### Exercise brief
State how many lines in the data below contain the word "necktie". Reply with the number alone.

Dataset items
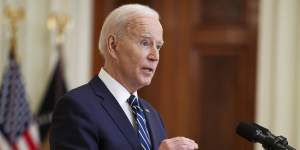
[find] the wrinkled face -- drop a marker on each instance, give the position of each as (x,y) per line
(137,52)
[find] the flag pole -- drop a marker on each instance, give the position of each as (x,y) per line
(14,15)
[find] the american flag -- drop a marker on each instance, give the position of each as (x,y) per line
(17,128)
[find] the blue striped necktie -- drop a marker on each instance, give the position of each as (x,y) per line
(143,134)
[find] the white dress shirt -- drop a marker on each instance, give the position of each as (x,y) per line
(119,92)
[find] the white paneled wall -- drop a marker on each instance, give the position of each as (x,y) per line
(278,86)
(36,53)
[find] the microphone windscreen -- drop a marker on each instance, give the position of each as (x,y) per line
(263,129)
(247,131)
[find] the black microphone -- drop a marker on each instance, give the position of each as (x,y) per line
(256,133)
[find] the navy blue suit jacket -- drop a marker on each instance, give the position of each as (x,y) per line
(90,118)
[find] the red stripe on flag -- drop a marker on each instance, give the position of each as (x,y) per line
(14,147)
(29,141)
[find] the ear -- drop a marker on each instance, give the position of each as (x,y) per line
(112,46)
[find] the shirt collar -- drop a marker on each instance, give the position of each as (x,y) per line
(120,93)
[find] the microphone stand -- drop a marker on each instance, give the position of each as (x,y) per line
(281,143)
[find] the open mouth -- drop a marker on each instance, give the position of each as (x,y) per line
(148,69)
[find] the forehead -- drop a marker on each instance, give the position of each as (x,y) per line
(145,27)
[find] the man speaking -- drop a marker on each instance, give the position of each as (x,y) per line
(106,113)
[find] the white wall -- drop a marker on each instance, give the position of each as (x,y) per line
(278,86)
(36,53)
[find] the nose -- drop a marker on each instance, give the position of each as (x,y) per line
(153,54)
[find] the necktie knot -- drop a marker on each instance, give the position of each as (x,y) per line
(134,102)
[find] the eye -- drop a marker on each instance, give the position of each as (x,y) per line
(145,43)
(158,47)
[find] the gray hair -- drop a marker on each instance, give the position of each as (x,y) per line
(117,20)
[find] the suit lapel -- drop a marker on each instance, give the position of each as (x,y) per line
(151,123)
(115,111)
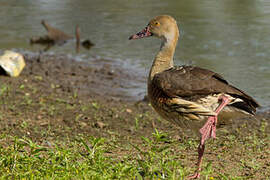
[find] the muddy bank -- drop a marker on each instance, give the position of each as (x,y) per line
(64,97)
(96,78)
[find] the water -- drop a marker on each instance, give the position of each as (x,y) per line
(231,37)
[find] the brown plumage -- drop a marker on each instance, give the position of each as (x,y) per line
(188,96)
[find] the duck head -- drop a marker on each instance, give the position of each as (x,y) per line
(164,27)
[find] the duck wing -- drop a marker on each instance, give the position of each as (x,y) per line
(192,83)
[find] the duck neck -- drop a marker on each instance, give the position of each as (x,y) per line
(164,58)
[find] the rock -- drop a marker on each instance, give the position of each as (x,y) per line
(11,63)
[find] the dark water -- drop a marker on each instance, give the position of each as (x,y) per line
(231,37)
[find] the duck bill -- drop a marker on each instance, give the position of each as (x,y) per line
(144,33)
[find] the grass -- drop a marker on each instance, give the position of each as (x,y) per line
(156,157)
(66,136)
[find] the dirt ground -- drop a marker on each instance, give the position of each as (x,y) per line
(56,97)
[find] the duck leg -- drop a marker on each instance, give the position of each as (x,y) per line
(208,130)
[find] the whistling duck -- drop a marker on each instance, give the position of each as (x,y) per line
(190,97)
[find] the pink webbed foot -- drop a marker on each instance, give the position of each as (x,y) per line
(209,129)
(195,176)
--
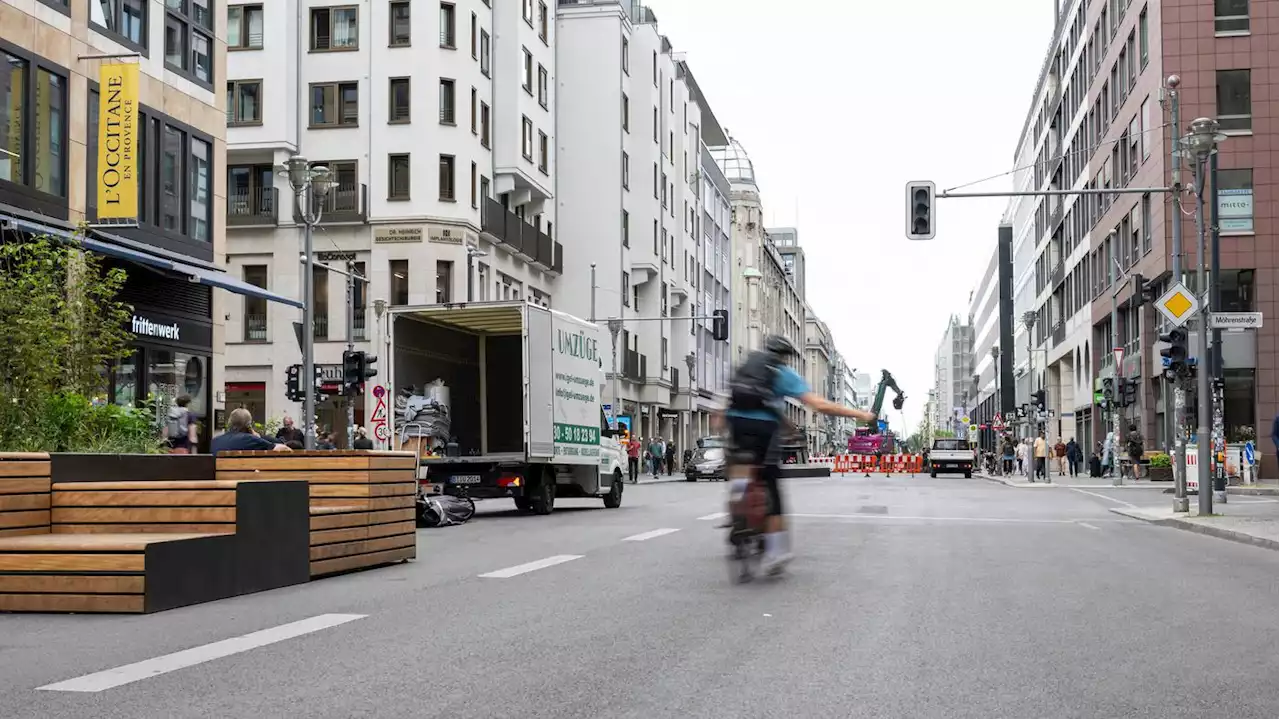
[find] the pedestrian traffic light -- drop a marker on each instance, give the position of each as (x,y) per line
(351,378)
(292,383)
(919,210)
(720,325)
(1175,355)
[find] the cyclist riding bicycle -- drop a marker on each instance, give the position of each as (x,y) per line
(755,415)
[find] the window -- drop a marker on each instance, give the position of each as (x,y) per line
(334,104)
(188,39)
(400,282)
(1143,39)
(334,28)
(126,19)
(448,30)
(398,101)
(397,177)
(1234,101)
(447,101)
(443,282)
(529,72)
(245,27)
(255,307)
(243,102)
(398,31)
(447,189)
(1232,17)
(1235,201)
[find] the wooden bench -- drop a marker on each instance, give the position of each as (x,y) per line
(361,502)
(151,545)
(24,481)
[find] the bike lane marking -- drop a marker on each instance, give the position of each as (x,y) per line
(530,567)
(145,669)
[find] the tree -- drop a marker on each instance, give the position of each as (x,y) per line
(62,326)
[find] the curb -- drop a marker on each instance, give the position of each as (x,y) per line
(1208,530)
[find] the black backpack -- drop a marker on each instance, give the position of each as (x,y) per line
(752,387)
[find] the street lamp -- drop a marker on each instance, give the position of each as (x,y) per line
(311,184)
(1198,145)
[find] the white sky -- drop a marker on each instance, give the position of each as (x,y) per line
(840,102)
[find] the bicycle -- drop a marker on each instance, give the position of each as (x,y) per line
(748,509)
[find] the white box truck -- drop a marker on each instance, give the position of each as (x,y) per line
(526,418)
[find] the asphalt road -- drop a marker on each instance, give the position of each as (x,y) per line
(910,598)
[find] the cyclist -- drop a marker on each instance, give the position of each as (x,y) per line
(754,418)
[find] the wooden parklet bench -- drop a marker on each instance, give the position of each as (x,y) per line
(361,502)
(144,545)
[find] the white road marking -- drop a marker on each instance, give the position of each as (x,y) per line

### Full answer
2